Print the range of lines that opens with the line containing "Practice. Locate the window" and closes with the last line of the listing. Include both ends; print nothing more.

[Raw records]
_ _ _ _ _
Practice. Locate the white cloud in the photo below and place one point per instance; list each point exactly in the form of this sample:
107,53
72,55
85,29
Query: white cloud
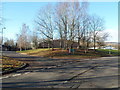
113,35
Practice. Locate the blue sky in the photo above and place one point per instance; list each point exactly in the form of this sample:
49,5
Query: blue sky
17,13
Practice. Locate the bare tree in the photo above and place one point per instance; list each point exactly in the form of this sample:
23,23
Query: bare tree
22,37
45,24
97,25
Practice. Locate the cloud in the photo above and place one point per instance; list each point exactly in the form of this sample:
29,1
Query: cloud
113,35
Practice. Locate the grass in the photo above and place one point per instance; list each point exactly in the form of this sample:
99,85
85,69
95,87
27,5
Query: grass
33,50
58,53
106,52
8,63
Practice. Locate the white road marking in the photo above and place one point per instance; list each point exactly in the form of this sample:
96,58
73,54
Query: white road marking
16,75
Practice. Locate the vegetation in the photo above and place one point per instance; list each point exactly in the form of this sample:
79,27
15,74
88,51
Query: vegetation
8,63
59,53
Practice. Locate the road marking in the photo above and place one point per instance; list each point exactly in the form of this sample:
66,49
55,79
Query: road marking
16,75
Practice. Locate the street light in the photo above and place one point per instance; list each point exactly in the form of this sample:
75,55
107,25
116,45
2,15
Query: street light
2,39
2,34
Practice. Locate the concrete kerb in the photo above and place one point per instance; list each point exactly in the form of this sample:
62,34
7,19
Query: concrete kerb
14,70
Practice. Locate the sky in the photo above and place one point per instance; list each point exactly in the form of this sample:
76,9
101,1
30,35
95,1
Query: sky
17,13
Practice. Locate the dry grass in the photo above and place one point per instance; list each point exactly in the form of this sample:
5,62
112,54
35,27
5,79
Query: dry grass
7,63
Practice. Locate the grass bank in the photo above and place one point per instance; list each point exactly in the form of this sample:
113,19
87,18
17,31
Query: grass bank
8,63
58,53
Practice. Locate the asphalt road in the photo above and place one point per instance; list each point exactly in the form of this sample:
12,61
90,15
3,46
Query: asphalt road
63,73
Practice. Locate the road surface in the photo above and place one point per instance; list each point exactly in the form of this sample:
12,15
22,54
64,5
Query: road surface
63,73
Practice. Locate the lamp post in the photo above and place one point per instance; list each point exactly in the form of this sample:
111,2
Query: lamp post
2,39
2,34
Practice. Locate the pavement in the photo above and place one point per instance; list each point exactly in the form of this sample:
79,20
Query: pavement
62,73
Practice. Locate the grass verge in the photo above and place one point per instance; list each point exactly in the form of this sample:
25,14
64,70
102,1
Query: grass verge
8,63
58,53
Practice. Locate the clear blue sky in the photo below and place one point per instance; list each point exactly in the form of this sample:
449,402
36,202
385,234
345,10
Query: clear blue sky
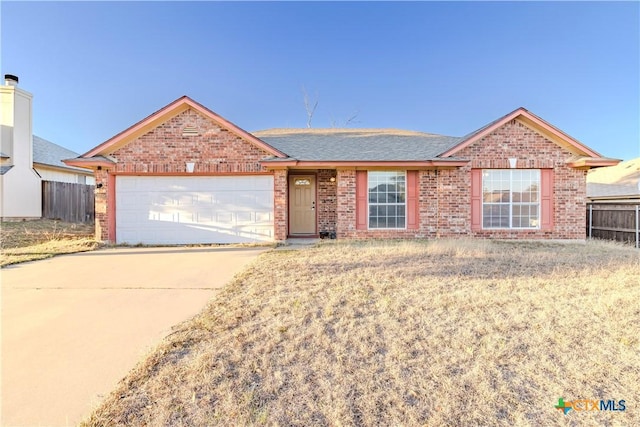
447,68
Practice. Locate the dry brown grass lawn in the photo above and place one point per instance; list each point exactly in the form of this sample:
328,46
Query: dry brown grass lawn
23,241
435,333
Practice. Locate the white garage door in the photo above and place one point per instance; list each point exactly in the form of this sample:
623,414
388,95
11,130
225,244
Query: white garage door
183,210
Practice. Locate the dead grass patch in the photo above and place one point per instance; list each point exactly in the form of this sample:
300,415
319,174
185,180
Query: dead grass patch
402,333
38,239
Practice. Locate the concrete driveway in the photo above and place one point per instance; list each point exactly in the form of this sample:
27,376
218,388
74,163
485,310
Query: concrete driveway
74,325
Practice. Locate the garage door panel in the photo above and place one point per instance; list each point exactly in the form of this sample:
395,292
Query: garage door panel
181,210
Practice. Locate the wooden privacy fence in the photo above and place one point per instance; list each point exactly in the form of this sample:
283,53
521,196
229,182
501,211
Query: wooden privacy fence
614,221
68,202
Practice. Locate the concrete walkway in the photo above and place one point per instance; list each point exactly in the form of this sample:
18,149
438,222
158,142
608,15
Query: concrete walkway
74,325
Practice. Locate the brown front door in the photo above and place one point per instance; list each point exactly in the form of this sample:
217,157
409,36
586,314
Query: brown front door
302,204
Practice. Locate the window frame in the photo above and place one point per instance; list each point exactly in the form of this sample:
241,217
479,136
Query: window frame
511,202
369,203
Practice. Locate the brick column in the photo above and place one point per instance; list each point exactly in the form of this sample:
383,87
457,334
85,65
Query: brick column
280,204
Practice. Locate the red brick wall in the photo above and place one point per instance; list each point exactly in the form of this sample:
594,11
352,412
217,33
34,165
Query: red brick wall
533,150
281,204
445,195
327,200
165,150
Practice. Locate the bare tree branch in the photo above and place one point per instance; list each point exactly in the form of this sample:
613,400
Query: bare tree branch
_ _ _ _ _
--- Finished exercise ---
Practice. Locate the window frame in the photo above and place one point per instance; list each point exactly in the form of this sample:
241,217
479,136
Query: window frame
511,202
369,203
Practice. Locate the brick column in the photo above and place one point per instance; list each point exactly in the form of this sample:
383,87
457,334
85,65
Query: brick column
280,204
Practice. Locate the red brick wall in the photo above and place one point per instance; list each point exactly in the form of this sample:
594,11
352,412
217,33
34,165
Query: red brick wall
533,150
281,204
445,195
327,200
165,150
Practice. Locate the bare tree branch in the photo above and place one point per instance; list each point exactly in the form of this sample:
613,400
Query: bare tree branch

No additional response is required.